= ZU BEARBEITENDE FRAGEN =
• A. Nenne die vier klassischen universitären Fakultäten, die der Text über akademische Freiheit mit Bezug auf Jaspers aufführt, und gib zu jeder den dort genannten Zweck an.
• B. Schreibe den Text über akademische Freiheit ab dem letzten gezeigten Satz weiter.

= LESETEXT =
>>>>>

Freiheit wird meist nur im Kontext einer grundgesetzlich garantierten Forschungsfreiheit zitiert, meist nur salbungsvoll an hohen Festtagen. Pfeilschifter und Wicht zitieren Adorno (dessen 50. Todestag sich gerade jährt)

… in seiner ätzenden „Kritik der Halbbildung” von 1959 [schreibt]: „Das einzige Maß des heutigen Schlechten ist das frühere.” So geht das, gut negativ- dialektisch. Natürlich war früher nicht alles besser, sondern nur anders schlecht …
Karl Jaspers besitzt noch 1946 die – aus heutiger Sicht – Frechheit, gleich dreien der vier klassischen universitären Fakultäten das wissenschaftliche Fundament abzusprechen, indem sie nicht frei seien, sondern Zwecken dienten. Zweck der Medizin sei das Leibeswohl, das der Theologie das Seelenheil, der Zweck der Juristerei sei es, ein wohlgeordnetes Staatswesen mit Rechtsexperten zu versehen – einzig die philosophische Fakultät sei zweckfrei, und daher rein wissenschaftlich. Jenseits des Zwecks aber – was ist das, diese akademische Freiheit? Erneut Jaspers, krass formuliert und ex negativo gedacht: Es ist auch die Freiheit des Scheiterns. Man muss scheitern können. Als Forscher. Als Student. Heutzutage jedoch – Studierbarkeit, Minimierung der Abbrecherquoten, alle möglichen staatlichen Eingriffe, mit dem Ziel: jedem sein Zertifikat. Die Scheiternsquote im Medizinstudium liegt bei weniger als zehn Prozent. Ist ein Studium, das jeder bestehen muss, noch frei? Ist ein Forscher, in dessen Zielvereinbarung soundso viele Impact- Punkte stehen, noch frei?

<<<<<

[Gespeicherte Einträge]
>>>>>

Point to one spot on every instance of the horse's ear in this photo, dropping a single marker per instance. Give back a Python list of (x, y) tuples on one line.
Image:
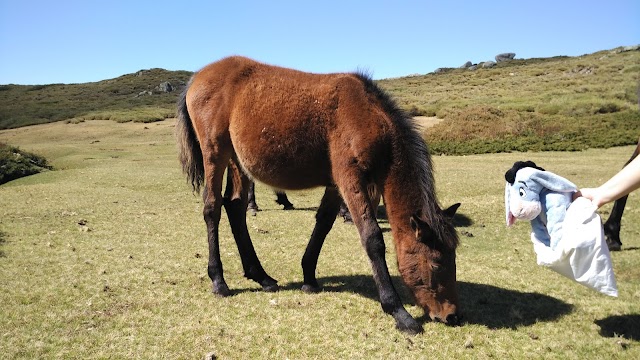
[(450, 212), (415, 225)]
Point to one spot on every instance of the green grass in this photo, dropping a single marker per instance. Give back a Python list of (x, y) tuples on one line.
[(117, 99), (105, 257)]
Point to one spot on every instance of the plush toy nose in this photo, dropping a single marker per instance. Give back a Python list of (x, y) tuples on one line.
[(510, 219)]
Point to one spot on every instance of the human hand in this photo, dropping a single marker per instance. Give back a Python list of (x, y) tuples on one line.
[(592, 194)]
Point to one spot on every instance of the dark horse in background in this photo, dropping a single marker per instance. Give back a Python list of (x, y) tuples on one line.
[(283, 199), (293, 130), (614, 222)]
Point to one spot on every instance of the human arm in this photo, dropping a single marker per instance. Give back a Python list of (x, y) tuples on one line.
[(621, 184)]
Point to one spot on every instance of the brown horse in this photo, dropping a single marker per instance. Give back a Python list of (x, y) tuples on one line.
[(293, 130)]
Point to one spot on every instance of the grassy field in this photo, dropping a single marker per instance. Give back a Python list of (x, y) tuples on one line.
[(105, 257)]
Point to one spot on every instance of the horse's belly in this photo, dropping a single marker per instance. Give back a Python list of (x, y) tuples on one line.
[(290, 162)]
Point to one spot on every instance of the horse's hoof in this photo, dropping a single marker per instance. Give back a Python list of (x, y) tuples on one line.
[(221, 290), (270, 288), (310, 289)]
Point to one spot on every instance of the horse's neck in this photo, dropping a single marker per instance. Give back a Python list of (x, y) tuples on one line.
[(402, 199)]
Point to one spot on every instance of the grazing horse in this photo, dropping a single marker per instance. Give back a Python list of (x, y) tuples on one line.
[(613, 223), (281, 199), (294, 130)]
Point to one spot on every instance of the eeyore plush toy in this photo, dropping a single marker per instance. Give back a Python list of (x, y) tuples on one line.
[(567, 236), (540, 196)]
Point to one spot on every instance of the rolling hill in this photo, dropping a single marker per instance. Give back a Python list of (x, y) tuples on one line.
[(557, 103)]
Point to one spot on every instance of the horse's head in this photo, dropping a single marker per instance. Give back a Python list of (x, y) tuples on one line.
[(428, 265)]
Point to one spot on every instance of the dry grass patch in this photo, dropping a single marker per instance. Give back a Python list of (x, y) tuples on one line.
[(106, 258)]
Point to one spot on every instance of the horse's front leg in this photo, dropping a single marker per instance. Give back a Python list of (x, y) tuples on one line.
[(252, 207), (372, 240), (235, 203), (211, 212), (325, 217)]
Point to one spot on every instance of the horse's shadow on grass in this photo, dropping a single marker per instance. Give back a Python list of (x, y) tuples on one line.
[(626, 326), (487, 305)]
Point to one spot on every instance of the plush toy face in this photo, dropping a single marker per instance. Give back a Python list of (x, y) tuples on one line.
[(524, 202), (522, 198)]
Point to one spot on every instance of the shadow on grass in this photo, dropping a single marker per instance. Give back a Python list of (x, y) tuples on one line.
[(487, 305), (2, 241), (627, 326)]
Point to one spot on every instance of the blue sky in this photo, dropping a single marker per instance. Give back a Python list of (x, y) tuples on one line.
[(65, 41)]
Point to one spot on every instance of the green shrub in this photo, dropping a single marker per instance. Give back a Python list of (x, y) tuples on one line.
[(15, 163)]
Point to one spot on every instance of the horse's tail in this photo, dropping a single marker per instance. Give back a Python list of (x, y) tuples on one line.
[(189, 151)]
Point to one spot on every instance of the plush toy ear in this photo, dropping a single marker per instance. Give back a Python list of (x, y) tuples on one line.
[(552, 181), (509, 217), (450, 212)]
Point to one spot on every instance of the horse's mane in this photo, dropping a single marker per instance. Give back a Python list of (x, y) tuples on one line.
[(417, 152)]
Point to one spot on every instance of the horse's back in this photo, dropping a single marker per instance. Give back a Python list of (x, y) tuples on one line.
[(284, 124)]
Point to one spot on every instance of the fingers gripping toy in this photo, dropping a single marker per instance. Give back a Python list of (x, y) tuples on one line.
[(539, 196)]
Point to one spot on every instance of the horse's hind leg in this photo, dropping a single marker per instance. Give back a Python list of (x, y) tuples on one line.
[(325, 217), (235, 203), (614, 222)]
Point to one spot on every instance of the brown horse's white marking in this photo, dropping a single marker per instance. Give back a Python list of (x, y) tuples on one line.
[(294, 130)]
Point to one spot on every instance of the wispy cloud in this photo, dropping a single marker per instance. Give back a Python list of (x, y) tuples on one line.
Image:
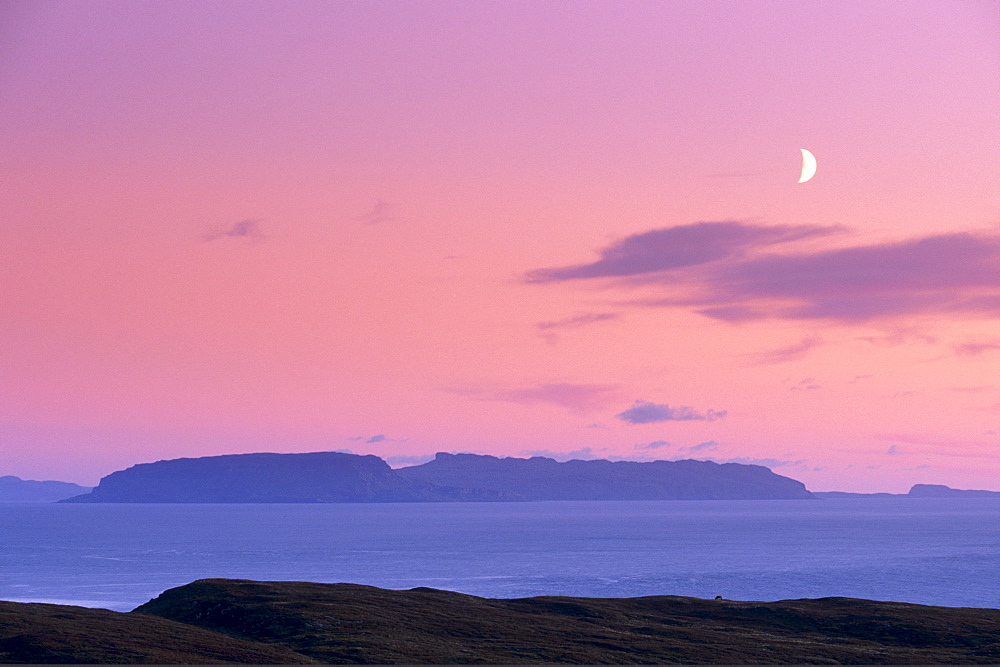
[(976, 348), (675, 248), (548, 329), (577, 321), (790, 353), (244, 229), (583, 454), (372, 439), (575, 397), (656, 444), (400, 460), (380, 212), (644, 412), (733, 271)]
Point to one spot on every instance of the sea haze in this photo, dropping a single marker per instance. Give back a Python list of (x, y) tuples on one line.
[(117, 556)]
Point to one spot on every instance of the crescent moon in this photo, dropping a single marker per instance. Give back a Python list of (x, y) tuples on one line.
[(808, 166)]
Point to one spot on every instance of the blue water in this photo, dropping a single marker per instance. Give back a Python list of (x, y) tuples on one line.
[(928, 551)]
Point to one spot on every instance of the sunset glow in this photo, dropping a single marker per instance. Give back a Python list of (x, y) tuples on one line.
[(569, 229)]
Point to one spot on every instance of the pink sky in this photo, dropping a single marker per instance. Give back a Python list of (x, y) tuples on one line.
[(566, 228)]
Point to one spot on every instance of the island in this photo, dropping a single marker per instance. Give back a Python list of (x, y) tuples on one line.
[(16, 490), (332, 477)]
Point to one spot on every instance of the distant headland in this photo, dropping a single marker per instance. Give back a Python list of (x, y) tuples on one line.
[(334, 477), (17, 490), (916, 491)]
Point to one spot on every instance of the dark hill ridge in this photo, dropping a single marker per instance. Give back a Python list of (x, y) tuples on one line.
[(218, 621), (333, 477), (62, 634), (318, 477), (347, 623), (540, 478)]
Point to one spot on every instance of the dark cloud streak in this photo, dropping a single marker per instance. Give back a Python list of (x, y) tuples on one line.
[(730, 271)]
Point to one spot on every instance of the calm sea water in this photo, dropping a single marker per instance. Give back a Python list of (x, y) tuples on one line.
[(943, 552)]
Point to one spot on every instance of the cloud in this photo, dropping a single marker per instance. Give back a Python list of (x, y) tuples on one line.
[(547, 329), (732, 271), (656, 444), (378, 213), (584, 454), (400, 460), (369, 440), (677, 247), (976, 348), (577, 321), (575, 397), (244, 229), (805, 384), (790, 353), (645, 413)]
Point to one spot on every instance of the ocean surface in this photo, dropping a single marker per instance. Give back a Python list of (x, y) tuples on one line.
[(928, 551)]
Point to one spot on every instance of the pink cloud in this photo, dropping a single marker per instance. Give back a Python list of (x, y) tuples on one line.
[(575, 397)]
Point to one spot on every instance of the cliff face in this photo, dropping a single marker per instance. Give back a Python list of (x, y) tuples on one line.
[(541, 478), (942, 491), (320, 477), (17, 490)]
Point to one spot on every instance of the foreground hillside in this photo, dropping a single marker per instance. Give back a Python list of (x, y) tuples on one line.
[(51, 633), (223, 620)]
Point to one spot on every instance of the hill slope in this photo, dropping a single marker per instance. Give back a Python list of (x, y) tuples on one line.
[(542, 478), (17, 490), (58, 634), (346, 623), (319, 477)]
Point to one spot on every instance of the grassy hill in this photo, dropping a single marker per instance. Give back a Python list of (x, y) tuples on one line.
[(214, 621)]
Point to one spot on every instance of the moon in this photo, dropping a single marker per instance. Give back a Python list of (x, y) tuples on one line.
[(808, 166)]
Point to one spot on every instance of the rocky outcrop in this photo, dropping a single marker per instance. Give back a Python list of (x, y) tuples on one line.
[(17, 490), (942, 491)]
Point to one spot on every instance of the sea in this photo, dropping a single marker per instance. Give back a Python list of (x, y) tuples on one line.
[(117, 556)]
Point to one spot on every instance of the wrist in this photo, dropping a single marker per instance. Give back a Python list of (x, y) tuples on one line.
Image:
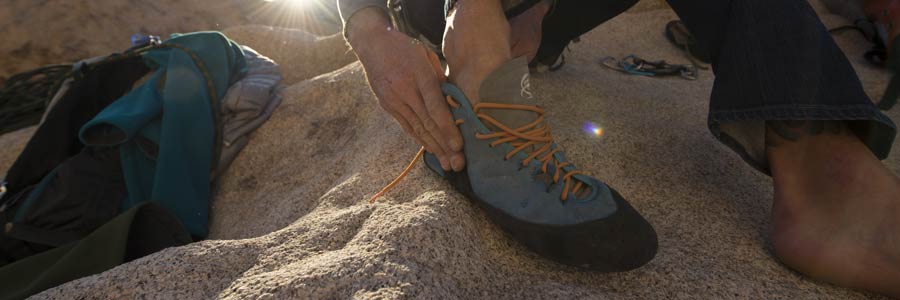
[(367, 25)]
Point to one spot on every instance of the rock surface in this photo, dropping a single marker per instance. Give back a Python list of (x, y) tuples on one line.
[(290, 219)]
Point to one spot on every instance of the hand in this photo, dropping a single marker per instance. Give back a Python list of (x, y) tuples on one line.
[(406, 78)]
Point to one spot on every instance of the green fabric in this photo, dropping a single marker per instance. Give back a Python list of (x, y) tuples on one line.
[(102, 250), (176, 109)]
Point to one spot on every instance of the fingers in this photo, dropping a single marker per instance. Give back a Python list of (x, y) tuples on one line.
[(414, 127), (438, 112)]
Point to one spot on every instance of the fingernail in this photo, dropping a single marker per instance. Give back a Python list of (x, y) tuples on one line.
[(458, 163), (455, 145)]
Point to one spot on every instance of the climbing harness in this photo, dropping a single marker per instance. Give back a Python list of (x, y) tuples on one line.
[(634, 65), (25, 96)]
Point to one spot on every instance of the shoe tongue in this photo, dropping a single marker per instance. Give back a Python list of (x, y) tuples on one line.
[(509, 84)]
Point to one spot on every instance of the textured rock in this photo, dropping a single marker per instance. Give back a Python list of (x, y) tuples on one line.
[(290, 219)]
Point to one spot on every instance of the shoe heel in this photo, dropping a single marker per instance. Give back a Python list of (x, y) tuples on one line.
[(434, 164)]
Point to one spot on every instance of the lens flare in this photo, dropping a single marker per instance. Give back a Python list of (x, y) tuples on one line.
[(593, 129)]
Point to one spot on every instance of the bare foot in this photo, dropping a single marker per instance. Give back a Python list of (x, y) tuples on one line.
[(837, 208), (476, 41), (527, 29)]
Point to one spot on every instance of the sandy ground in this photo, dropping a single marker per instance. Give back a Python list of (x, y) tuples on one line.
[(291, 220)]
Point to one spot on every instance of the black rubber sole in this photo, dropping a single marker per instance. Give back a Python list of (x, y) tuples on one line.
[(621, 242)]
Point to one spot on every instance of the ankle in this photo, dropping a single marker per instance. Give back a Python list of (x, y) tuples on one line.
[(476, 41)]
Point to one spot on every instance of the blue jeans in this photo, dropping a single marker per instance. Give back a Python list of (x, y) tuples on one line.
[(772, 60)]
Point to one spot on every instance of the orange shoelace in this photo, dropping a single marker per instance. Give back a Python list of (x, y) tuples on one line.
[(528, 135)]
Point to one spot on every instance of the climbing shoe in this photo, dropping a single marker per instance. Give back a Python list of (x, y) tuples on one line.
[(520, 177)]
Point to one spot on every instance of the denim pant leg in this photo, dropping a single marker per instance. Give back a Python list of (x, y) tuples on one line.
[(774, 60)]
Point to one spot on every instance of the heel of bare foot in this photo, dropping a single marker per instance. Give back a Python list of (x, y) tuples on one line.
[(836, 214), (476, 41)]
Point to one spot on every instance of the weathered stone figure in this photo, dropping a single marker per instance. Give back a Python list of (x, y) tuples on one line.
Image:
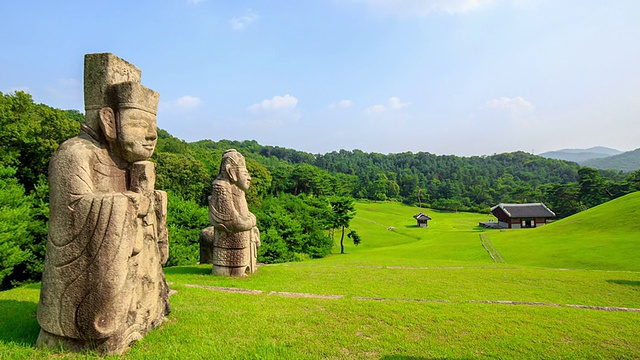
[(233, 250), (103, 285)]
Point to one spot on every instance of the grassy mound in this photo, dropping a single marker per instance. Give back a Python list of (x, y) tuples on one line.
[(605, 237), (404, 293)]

<<<<<

= ERGEBNISSE DER ÜBUNG =
• A.
Medizin: das Leibeswohl
Theologie: das Seelenheil
Juristerei: ein wohlgeordnetes Staatswesen mit Rechtsexperten versehen
Philosophische Fakultät: zweckfrei und daher rein wissenschaftlich

• B.
Noch detaillierter Ihre Kritik dann am Ende

Universitäten sind keine Nivellierungs-, sondern Differenzmaschinen, das ganze Bildungssystem ist eine. Natürlich ist Chancengleichheit herzustellen. Aber ebenso, wie der Satz „Alle Menschen sind vor dem Gesetz gleich” (Artikel 3 des Grundgesetzes) nicht besagt, dass alle Menschen gleich seien, sondern vielmehr sogar impliziert, dass das Gesetz sie ungleich macht, indem es sie in die scheidet, die ihm genügen, und jene, die es übertreten, so tritt der Mensch auch nicht vor seine Bildungsmöglichkeiten, um gleichgemacht zu werden, sondern um zu erfahren, wer er sei, was sein empirischer Charakter sei. Wer alle überallhin inkludierend mitnehmen will, leugnet die Individuation, es ist vielmehr ein totalitäres Unterfangen.

Heller und Rümpel beschreiben in dem folgenden Essay den Versuch, die Forschungsförderung von Output auf Outcome Orientierung umzustellen und – das wusste ich nicht – dass es die partielle Lotterie bei der Volkswagenstiftung schon gibt.

Morgenstern findet die Idee, wissenschaftliche Leistung quantitativ zu bewerten, merkwürdig. Man kann ja nur gleiche Merkmale miteinander vergleichen und was ist bei Forschung schon ein gleiches Merkmal?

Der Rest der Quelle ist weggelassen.